- **Extrait fourni**
Du nouveau sur l’origine de la tête des vertébrés

Résultats scientifiques Développement, évolution

Les vertébrés se distinguent par des structures complexes, notamment leur tête, qui a évolué pour une nutrition active. Dans un article publié dans Nature Communications, des scientifiques ont utilisé l’amphioxus, proche parent des vertébrés, pour comprendre les mécanismes qui ont permis cette complexification.

La tête des vertébrés : une structure complexe spécifique des vertébrés.

Les vertébrés se caractérisent par la présence de structures morphologiques extrêmement complexes par rapport aux autres chordés invertébrés. L'une de ces structures, peut-être la plus fascinante, est leur tête. Cette tête est constituée d'une série d'organes et de tissus qui se sont développés au cours de l'évolution en réponse à l'adaptation d'une forme passive à une forme active de nutrition. Parmi les tissus formant la tête, la musculature est sujette à de nombreuses interrogations. Cette musculature est issue du mésoderme, qui est, avec l’ectoderme et l’endoderme un des trois feuillets embryonnaires qui se forment au début du développement et génèrent l’ensemble des tissus du corps adultes.

Contrairement aux muscles du corps, qui se forment à partir de segments de mésoderme paraxial appelés somites, les muscles de la tête se développent à partir du mésoderme pharyngien non segmenté et de la plaque préchordale. 


Etudier l’amphioxus pour comprendre comment s’est formée la tête des vertébrés.

- **Votre consigne**
D'après l'extrait, à partir de quoi se développent les muscles de la tête des vertébrés ? Les lignes ne sont pas nécessaires pour répondre.

- **Données fournies**
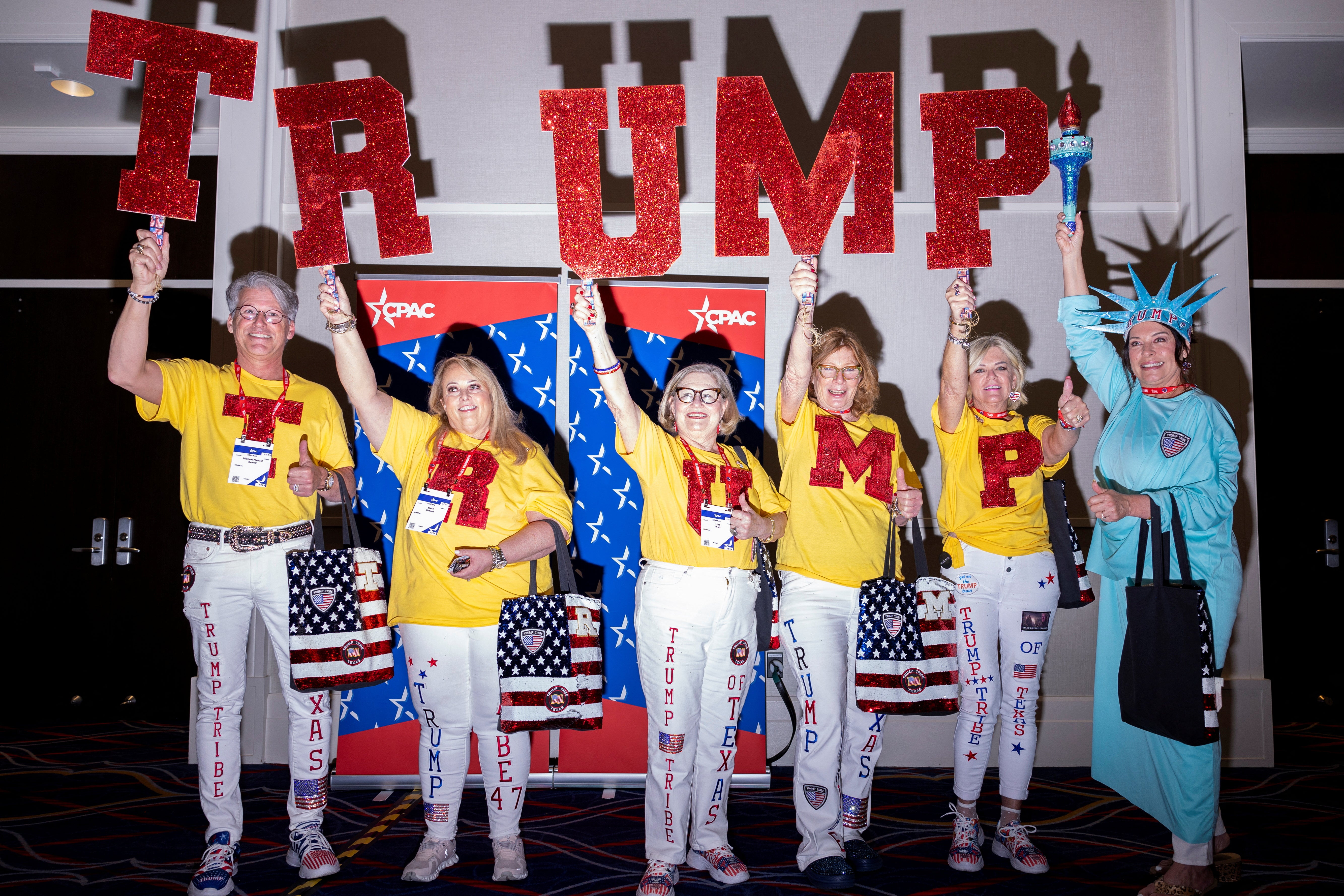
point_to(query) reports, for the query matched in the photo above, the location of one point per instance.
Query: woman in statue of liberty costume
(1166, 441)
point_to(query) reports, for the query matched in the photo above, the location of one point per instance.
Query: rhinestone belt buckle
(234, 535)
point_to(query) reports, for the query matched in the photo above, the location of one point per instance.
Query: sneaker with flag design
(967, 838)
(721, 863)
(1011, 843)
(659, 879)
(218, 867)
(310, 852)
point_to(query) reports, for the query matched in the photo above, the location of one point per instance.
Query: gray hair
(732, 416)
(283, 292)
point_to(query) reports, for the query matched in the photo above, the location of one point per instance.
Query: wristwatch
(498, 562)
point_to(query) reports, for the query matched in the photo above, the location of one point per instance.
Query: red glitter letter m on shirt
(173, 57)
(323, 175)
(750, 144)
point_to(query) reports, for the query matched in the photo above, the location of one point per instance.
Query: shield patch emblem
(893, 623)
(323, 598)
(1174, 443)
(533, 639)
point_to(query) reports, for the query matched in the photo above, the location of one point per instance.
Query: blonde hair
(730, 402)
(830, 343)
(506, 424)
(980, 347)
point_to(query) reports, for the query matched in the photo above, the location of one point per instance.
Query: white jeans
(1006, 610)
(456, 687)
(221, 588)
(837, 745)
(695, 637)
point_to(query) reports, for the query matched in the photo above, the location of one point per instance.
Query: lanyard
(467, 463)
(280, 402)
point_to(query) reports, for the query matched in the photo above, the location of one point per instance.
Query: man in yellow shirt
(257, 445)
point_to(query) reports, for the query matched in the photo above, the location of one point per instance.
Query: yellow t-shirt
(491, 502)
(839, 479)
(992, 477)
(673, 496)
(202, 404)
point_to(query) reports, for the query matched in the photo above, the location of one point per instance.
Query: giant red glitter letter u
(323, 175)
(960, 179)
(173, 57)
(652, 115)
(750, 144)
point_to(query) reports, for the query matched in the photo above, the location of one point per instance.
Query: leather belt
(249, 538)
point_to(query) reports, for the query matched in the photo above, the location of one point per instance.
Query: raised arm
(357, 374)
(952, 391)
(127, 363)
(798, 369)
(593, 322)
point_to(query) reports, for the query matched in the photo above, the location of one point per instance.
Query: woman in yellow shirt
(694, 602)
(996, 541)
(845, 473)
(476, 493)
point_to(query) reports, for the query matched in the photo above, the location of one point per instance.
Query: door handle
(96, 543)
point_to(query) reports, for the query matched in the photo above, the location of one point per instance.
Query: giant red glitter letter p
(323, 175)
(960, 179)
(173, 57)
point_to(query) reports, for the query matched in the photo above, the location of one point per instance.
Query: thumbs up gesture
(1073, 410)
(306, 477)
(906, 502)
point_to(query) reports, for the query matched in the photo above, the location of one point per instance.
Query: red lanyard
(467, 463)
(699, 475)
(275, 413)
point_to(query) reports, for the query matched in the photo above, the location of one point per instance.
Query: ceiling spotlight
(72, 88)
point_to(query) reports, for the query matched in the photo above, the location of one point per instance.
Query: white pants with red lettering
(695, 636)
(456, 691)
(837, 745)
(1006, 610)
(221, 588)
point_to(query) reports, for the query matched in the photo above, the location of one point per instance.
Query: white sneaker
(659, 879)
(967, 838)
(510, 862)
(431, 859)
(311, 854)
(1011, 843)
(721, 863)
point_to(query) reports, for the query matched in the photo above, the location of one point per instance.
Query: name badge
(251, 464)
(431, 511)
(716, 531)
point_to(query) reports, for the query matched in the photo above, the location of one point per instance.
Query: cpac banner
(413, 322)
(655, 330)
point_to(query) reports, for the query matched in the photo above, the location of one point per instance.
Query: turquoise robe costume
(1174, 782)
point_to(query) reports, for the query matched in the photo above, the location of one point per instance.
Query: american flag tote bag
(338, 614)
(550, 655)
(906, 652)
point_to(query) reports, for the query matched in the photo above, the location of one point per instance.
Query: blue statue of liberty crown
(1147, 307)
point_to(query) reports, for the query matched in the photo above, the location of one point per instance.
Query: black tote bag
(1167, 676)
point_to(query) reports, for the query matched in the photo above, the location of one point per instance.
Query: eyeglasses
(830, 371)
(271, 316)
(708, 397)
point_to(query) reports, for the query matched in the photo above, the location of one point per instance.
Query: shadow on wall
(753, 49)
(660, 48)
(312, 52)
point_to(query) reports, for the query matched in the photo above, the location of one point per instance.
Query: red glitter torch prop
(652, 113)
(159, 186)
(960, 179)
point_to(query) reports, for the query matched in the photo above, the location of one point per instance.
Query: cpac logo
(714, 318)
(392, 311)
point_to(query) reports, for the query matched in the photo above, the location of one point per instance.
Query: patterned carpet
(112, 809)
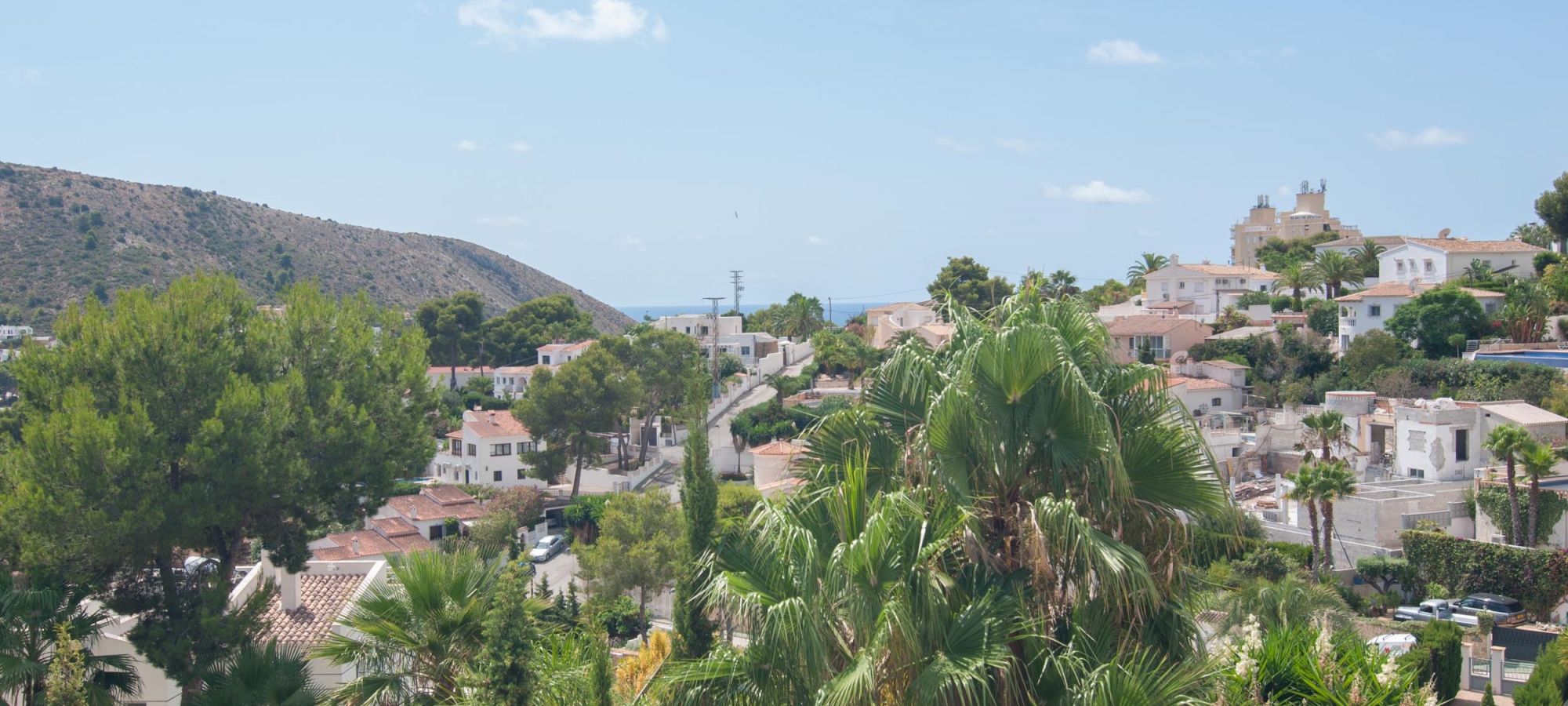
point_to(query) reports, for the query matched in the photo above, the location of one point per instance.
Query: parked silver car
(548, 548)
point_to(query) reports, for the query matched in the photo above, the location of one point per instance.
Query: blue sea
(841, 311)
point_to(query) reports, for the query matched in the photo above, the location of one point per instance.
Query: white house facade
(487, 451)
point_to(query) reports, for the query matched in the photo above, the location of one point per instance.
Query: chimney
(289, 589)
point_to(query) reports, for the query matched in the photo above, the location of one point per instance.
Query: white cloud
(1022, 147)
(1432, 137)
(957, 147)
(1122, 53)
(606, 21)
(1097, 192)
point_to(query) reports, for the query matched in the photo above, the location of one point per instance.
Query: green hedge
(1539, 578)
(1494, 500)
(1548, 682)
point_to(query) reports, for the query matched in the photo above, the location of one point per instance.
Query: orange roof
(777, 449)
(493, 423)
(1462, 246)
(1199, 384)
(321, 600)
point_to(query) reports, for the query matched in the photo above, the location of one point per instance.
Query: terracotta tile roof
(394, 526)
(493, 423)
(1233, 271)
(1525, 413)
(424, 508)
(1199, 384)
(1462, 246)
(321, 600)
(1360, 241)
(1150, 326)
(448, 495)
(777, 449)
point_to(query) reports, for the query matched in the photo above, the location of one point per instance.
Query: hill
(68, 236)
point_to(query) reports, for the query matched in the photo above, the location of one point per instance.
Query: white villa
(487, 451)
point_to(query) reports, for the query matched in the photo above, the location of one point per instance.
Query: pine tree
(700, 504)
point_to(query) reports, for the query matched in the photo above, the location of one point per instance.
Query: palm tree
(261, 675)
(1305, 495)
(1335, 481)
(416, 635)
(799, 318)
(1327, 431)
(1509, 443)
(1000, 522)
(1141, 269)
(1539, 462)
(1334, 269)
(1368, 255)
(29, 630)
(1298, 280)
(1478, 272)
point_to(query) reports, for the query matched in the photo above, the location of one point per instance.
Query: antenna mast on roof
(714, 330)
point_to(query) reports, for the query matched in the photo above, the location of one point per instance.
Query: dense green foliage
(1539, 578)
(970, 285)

- **Réponse attendue**
Ils se développent à partir du mésoderme pharyngien non segmenté et de la plaque préchordale.